** Aim **
Copy out every line below that contains the string "garage", treating uppercase and lowercase as different.

** Material supplied **
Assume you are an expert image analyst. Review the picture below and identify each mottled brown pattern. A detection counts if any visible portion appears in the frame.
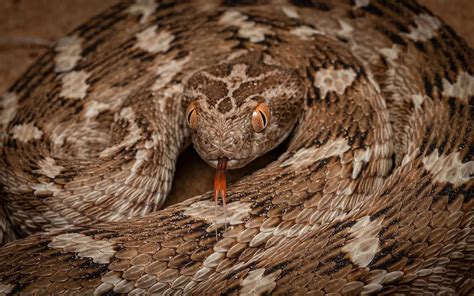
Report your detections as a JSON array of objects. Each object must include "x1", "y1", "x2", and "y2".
[{"x1": 0, "y1": 1, "x2": 474, "y2": 295}]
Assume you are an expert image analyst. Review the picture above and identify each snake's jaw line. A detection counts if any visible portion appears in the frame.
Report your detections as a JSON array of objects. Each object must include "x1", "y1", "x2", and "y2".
[{"x1": 0, "y1": 0, "x2": 474, "y2": 295}]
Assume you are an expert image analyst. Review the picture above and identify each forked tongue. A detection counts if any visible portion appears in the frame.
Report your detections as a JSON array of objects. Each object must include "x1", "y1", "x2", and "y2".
[{"x1": 214, "y1": 157, "x2": 228, "y2": 239}]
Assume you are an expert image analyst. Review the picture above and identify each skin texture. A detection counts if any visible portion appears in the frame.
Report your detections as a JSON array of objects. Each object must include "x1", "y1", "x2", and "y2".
[
  {"x1": 0, "y1": 1, "x2": 473, "y2": 294},
  {"x1": 184, "y1": 58, "x2": 304, "y2": 169}
]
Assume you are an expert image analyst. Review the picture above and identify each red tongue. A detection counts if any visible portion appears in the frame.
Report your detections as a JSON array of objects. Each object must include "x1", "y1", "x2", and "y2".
[
  {"x1": 214, "y1": 157, "x2": 227, "y2": 204},
  {"x1": 214, "y1": 157, "x2": 228, "y2": 237}
]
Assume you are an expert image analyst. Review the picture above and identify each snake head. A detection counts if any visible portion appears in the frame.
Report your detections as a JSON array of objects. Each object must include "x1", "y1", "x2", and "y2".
[{"x1": 184, "y1": 62, "x2": 304, "y2": 169}]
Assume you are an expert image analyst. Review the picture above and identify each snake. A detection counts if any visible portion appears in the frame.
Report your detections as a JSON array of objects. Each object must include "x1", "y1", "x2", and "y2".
[{"x1": 0, "y1": 0, "x2": 474, "y2": 295}]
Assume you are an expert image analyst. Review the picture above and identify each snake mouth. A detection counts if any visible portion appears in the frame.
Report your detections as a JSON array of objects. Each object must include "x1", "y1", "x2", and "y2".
[{"x1": 207, "y1": 159, "x2": 247, "y2": 170}]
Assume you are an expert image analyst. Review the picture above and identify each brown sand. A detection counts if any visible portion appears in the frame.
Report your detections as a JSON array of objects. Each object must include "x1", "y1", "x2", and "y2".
[{"x1": 0, "y1": 0, "x2": 474, "y2": 205}]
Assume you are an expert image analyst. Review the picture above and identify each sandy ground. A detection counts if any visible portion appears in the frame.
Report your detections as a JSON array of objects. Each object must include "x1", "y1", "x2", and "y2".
[{"x1": 0, "y1": 0, "x2": 474, "y2": 205}]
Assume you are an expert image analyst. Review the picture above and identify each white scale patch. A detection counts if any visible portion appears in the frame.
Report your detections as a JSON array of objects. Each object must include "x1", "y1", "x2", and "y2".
[
  {"x1": 125, "y1": 149, "x2": 148, "y2": 184},
  {"x1": 411, "y1": 95, "x2": 429, "y2": 108},
  {"x1": 127, "y1": 0, "x2": 158, "y2": 24},
  {"x1": 84, "y1": 87, "x2": 130, "y2": 119},
  {"x1": 314, "y1": 68, "x2": 356, "y2": 98},
  {"x1": 59, "y1": 70, "x2": 90, "y2": 100},
  {"x1": 240, "y1": 268, "x2": 280, "y2": 295},
  {"x1": 183, "y1": 200, "x2": 251, "y2": 226},
  {"x1": 54, "y1": 36, "x2": 82, "y2": 73},
  {"x1": 352, "y1": 148, "x2": 372, "y2": 179},
  {"x1": 443, "y1": 71, "x2": 474, "y2": 104},
  {"x1": 135, "y1": 25, "x2": 174, "y2": 53},
  {"x1": 281, "y1": 138, "x2": 351, "y2": 169},
  {"x1": 422, "y1": 149, "x2": 474, "y2": 186},
  {"x1": 219, "y1": 10, "x2": 273, "y2": 43},
  {"x1": 342, "y1": 216, "x2": 382, "y2": 267},
  {"x1": 336, "y1": 19, "x2": 354, "y2": 39},
  {"x1": 10, "y1": 122, "x2": 43, "y2": 143},
  {"x1": 0, "y1": 93, "x2": 18, "y2": 129},
  {"x1": 405, "y1": 13, "x2": 441, "y2": 41},
  {"x1": 151, "y1": 56, "x2": 189, "y2": 91},
  {"x1": 354, "y1": 0, "x2": 370, "y2": 8},
  {"x1": 290, "y1": 26, "x2": 324, "y2": 40},
  {"x1": 379, "y1": 44, "x2": 400, "y2": 65},
  {"x1": 48, "y1": 233, "x2": 116, "y2": 264},
  {"x1": 30, "y1": 182, "x2": 61, "y2": 196},
  {"x1": 33, "y1": 156, "x2": 64, "y2": 178},
  {"x1": 281, "y1": 5, "x2": 300, "y2": 18}
]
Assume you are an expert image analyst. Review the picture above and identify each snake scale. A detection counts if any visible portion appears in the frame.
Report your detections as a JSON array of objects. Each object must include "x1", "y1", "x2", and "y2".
[{"x1": 0, "y1": 0, "x2": 474, "y2": 295}]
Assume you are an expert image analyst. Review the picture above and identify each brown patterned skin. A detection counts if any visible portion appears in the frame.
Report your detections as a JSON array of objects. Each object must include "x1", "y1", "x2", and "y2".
[{"x1": 0, "y1": 0, "x2": 474, "y2": 295}]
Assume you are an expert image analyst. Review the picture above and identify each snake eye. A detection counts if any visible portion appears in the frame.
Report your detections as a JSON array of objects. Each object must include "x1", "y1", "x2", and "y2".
[
  {"x1": 252, "y1": 103, "x2": 271, "y2": 133},
  {"x1": 186, "y1": 103, "x2": 197, "y2": 129}
]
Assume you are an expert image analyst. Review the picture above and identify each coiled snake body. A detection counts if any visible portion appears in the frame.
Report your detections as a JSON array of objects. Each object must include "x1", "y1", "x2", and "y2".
[{"x1": 0, "y1": 0, "x2": 474, "y2": 295}]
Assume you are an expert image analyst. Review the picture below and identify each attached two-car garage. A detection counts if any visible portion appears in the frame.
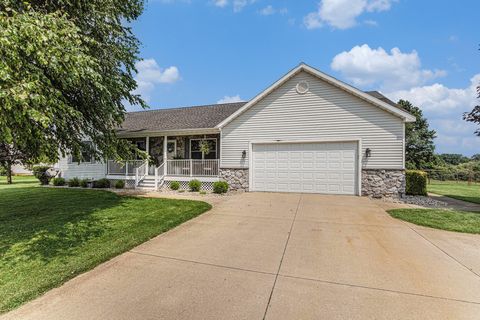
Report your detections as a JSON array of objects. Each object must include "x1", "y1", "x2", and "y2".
[{"x1": 250, "y1": 141, "x2": 358, "y2": 195}]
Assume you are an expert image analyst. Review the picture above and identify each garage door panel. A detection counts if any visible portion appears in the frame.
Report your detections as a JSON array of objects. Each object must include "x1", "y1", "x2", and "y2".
[{"x1": 252, "y1": 142, "x2": 357, "y2": 194}]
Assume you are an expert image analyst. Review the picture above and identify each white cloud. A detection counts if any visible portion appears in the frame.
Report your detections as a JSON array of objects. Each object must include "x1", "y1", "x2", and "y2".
[
  {"x1": 211, "y1": 0, "x2": 257, "y2": 12},
  {"x1": 217, "y1": 94, "x2": 244, "y2": 104},
  {"x1": 258, "y1": 5, "x2": 288, "y2": 16},
  {"x1": 258, "y1": 5, "x2": 276, "y2": 16},
  {"x1": 304, "y1": 0, "x2": 396, "y2": 29},
  {"x1": 386, "y1": 74, "x2": 480, "y2": 155},
  {"x1": 331, "y1": 44, "x2": 446, "y2": 91},
  {"x1": 388, "y1": 74, "x2": 480, "y2": 115},
  {"x1": 134, "y1": 59, "x2": 180, "y2": 102},
  {"x1": 212, "y1": 0, "x2": 228, "y2": 8}
]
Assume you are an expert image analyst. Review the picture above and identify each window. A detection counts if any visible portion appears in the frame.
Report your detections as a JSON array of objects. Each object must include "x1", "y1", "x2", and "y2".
[
  {"x1": 70, "y1": 141, "x2": 94, "y2": 163},
  {"x1": 190, "y1": 138, "x2": 217, "y2": 159}
]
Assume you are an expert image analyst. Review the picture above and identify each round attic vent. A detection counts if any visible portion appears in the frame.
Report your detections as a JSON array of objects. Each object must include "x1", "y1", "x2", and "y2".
[{"x1": 297, "y1": 81, "x2": 309, "y2": 94}]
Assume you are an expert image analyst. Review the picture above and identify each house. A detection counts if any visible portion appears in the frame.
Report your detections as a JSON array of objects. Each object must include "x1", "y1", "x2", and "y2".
[{"x1": 59, "y1": 63, "x2": 415, "y2": 197}]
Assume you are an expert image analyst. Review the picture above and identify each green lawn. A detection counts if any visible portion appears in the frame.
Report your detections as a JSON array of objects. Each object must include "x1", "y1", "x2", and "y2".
[
  {"x1": 0, "y1": 177, "x2": 211, "y2": 313},
  {"x1": 388, "y1": 209, "x2": 480, "y2": 234},
  {"x1": 427, "y1": 180, "x2": 480, "y2": 203}
]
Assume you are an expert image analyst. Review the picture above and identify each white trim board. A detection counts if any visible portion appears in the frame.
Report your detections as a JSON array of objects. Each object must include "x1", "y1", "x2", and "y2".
[{"x1": 216, "y1": 63, "x2": 415, "y2": 129}]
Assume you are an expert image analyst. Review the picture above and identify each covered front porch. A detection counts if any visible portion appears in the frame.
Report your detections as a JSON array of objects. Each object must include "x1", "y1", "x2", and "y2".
[{"x1": 106, "y1": 133, "x2": 220, "y2": 189}]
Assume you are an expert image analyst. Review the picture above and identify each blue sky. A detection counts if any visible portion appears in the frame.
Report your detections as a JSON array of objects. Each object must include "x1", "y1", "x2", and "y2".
[{"x1": 130, "y1": 0, "x2": 480, "y2": 155}]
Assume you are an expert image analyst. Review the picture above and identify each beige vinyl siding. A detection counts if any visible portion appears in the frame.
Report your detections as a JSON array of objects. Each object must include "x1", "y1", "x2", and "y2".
[
  {"x1": 221, "y1": 71, "x2": 404, "y2": 169},
  {"x1": 58, "y1": 157, "x2": 107, "y2": 180}
]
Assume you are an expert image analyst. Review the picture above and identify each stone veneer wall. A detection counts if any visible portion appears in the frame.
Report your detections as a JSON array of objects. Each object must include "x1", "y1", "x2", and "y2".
[
  {"x1": 220, "y1": 169, "x2": 248, "y2": 191},
  {"x1": 362, "y1": 169, "x2": 405, "y2": 198}
]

** The solution **
Assume you are an expert image analyst. Review the picture below and identify each attached two-car garage. A detection counts if any visible portion appears in the frame.
Assume you are an expert image analyst. Review the picture above and identify each garage door panel. A detection counts if any visible portion appears in the frame.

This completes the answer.